TASK BRIEF - I would like the records restated word for word, without the pictures.

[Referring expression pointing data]
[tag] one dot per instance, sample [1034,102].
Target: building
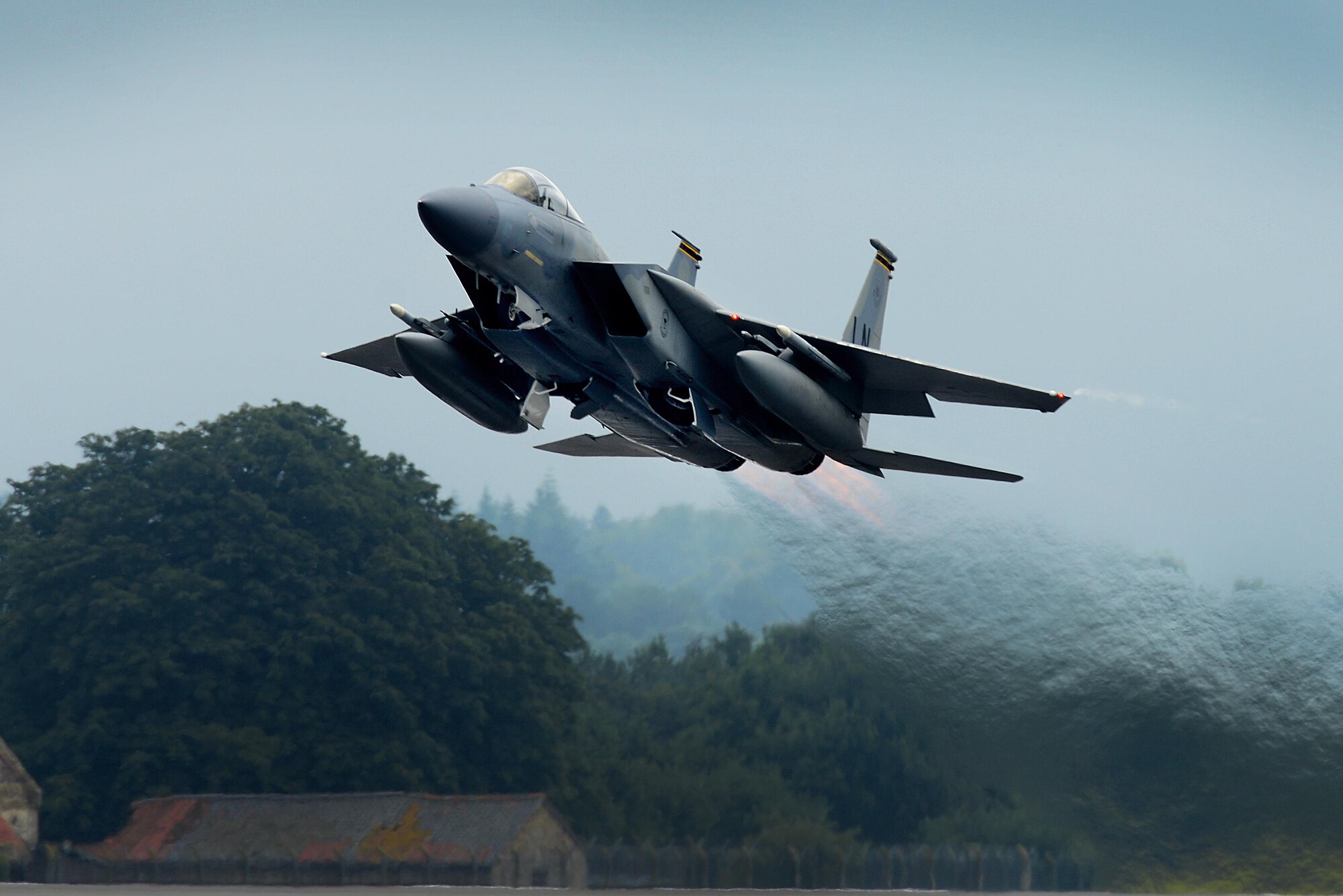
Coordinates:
[514,840]
[19,803]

ANSWER AREA -
[tag] one dot per instance, sample [1034,102].
Target: building
Coordinates:
[514,840]
[19,803]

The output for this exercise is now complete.